**EXCERPTED RECORDS:**
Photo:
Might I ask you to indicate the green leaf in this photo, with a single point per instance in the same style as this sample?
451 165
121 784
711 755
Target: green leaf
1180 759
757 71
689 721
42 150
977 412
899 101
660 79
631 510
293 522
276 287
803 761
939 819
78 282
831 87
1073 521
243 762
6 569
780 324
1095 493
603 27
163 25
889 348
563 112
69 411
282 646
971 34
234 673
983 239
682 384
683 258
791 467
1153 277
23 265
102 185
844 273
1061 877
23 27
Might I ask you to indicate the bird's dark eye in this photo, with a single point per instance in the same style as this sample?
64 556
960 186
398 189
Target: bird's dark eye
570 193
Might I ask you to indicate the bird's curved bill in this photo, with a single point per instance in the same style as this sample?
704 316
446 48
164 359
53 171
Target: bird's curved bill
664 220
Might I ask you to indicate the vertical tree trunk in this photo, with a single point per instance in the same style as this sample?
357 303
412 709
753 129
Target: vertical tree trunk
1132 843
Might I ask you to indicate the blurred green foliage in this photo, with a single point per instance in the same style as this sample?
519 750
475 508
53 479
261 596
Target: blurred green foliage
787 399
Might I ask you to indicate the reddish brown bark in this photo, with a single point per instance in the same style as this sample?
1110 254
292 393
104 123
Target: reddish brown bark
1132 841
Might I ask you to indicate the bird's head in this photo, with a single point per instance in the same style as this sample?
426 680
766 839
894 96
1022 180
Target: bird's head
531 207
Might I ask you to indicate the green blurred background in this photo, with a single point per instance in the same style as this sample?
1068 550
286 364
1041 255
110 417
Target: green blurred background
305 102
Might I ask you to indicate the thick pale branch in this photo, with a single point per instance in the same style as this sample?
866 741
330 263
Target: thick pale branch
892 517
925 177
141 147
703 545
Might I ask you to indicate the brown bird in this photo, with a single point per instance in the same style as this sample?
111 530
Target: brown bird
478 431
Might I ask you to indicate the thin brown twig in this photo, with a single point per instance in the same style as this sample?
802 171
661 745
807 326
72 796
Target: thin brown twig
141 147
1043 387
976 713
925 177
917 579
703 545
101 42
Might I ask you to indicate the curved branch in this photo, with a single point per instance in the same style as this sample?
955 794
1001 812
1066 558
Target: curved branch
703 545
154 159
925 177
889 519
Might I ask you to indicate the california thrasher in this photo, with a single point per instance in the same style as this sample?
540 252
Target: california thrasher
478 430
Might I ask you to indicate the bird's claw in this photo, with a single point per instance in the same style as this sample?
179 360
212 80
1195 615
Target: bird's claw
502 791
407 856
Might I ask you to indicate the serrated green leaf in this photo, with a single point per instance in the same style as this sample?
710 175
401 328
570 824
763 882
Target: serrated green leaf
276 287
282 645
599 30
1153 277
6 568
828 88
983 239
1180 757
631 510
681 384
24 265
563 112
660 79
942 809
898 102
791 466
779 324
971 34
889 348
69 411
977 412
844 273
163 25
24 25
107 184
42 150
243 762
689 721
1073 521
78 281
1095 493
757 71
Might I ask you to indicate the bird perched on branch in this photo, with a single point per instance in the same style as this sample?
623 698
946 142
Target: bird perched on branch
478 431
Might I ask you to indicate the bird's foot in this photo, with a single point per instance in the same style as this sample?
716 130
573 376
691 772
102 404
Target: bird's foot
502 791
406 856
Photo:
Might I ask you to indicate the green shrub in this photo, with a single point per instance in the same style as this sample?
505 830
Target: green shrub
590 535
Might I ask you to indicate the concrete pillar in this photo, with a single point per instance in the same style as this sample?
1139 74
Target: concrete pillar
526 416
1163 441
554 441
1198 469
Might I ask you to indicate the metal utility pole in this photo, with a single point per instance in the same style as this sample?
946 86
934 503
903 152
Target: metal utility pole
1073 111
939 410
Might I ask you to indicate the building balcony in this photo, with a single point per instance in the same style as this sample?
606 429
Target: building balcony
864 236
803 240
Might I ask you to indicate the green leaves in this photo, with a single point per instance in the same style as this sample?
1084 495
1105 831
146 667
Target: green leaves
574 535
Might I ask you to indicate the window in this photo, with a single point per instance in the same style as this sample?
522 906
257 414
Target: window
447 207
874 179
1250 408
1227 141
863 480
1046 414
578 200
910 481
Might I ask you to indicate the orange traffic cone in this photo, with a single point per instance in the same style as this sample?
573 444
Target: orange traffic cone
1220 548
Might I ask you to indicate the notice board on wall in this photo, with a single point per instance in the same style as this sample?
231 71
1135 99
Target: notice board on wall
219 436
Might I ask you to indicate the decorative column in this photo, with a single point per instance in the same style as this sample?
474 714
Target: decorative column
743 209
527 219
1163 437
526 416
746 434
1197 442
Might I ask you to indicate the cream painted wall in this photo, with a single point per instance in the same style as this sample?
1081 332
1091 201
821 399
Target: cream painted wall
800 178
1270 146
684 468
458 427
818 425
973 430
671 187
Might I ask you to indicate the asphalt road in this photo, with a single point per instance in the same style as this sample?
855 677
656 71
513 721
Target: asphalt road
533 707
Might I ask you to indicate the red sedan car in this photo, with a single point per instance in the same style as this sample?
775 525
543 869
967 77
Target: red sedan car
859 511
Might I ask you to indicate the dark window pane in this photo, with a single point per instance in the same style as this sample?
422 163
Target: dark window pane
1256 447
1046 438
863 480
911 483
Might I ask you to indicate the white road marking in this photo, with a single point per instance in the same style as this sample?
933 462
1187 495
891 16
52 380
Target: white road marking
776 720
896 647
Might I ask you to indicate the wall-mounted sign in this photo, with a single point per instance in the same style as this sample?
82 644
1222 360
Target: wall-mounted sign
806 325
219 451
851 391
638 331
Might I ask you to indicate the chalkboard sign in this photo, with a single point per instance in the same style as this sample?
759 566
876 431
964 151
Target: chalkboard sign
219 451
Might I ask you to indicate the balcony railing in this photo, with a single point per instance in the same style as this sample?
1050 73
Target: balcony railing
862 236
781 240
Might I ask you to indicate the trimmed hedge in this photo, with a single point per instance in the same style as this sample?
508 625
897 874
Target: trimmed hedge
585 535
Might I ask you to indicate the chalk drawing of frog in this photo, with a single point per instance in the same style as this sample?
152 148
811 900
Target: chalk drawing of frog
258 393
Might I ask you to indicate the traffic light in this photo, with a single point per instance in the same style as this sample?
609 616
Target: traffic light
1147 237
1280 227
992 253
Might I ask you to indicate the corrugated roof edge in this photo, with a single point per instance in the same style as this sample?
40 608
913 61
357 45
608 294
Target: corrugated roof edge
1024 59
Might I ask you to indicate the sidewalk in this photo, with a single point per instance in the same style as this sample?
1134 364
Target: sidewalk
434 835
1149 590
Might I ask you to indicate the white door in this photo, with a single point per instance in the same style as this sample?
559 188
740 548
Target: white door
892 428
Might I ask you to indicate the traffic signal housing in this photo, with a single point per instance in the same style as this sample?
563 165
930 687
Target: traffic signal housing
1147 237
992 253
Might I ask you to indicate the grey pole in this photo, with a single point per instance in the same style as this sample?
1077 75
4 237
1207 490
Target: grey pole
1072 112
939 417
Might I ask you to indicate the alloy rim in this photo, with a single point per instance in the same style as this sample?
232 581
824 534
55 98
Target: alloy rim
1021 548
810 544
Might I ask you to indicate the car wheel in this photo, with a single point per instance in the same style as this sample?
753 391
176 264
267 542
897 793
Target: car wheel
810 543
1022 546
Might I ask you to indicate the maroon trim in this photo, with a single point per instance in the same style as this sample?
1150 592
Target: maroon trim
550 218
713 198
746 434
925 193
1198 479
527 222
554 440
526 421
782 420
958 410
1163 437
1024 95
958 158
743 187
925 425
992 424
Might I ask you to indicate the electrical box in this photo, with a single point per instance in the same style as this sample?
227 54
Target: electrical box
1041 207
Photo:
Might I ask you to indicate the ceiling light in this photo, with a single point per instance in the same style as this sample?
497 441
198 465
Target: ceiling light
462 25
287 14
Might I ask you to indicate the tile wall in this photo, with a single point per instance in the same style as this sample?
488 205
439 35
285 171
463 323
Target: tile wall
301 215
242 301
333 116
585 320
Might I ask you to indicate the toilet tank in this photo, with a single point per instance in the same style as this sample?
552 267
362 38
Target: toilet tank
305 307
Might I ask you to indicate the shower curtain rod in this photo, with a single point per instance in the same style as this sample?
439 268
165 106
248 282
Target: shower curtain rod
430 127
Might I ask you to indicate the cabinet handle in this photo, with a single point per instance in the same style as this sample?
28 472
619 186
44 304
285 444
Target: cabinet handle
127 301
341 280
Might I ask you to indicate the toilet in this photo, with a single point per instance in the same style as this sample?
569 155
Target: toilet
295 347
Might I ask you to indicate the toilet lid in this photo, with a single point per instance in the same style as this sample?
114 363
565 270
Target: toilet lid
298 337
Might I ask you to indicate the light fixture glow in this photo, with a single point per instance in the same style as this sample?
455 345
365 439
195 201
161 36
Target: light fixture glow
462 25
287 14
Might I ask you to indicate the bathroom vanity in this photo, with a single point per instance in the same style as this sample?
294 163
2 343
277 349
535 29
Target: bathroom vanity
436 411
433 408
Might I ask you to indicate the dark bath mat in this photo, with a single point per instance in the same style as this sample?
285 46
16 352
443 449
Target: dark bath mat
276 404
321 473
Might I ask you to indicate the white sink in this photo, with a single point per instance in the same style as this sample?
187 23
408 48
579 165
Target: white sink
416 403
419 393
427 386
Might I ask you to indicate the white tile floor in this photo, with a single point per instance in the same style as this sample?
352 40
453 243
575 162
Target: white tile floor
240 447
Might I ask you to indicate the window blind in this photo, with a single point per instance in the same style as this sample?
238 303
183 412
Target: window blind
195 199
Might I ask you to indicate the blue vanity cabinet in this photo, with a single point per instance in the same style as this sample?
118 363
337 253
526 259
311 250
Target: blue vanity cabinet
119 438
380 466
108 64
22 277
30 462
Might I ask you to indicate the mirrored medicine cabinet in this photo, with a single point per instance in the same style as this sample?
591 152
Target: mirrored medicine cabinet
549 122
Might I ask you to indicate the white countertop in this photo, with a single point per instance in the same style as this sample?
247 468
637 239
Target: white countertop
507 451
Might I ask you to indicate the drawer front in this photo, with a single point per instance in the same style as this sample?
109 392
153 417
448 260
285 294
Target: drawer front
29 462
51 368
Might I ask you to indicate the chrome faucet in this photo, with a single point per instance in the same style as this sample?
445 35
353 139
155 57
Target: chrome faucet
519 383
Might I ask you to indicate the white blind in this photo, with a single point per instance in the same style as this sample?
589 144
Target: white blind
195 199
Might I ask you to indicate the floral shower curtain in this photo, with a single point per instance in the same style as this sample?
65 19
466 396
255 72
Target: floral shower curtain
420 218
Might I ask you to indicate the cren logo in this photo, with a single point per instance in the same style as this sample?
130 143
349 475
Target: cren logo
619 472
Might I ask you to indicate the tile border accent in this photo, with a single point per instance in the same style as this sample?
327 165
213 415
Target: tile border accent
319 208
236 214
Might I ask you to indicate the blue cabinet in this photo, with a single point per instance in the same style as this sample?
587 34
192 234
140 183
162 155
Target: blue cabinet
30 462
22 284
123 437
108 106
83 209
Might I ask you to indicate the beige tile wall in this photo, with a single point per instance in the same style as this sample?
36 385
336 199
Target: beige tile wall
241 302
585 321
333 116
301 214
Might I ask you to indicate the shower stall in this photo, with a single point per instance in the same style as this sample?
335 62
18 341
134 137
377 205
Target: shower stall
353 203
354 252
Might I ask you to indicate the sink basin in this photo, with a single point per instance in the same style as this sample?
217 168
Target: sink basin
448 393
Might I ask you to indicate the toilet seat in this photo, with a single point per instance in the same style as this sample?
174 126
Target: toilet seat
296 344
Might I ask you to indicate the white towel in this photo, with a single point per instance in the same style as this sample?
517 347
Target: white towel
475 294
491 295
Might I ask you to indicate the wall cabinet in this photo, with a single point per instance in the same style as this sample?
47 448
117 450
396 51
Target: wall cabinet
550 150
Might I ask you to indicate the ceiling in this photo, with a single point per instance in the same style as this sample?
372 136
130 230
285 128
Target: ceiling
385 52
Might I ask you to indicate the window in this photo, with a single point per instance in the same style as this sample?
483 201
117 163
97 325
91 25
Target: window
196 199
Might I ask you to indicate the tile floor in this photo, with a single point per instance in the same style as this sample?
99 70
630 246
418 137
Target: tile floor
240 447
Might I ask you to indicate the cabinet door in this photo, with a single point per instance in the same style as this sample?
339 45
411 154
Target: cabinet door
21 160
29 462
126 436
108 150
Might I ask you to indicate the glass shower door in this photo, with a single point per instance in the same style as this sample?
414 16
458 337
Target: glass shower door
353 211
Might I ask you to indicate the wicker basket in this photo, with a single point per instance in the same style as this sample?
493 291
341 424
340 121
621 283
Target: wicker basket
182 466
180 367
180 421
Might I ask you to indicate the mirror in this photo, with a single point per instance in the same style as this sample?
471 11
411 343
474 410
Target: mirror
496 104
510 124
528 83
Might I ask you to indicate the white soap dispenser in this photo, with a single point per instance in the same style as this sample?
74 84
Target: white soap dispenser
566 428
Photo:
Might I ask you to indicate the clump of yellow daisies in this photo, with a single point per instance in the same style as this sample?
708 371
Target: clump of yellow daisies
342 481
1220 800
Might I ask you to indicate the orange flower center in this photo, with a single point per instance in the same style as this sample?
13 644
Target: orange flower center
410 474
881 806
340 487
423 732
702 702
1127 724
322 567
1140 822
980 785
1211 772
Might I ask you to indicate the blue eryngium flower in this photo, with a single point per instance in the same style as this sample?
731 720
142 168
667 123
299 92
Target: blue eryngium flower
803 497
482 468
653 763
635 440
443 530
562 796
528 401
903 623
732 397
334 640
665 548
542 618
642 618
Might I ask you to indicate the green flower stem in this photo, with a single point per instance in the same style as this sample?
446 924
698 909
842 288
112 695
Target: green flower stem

**SHORT TASK:** Take the lines above from the one holding "Might I ask you to indicate the cabinet door" to the last and output them exactly.

**CORRECT RESPONSE:**
Might I ask you to indicate the cabinet door in this photo, with a single point per instance in the same style as this sample?
339 45
411 154
Target: cabinet door
21 160
29 462
126 436
108 150
Might I ask you to indicate the glass shower door in this photo, with a single point per instance in the same style as this sample?
414 16
458 337
Target: glass shower door
353 211
Might I ask you to indicate the wicker basket in this photo, with a single point per instance in the same style as this sample?
493 291
341 424
340 121
621 283
Target: wicker basket
182 466
180 367
180 421
Might I ask you to indicate the mirror in this photo, with a single point per instance in the same style as this sample?
471 11
411 343
474 410
Target: mirror
496 104
510 124
528 83
Might I ask you to indicate the white soap dispenser in this photo, with a single point per instance in the same style as this sample?
74 84
Target: white soap dispenser
566 428
Photo:
Might I ask you to indicate the clump of yellow daisies in this photo, with a single point per instance in the same style as this sample?
708 371
Target: clump of yellow daisies
342 481
1220 800
Might I ask you to indicate the orange flower center in this photo, with a single point per instance in the same style as this sample?
13 644
Target: orange flower center
410 474
881 806
340 487
423 732
702 702
1127 724
322 567
1140 822
980 785
1211 772
Might I ask you to indicate the blue eryngium flower in this photo, with a single point per instance in the same style as this sample?
731 720
142 168
667 123
299 92
Target: blue eryngium flower
803 497
482 468
653 763
635 440
443 530
562 796
528 401
903 623
732 397
334 640
665 548
542 618
642 618
Might I ask you to indicate the green flower stem in this photo, with a single point per instance in the same style as this sample?
446 924
698 909
842 288
112 695
Target: green flower stem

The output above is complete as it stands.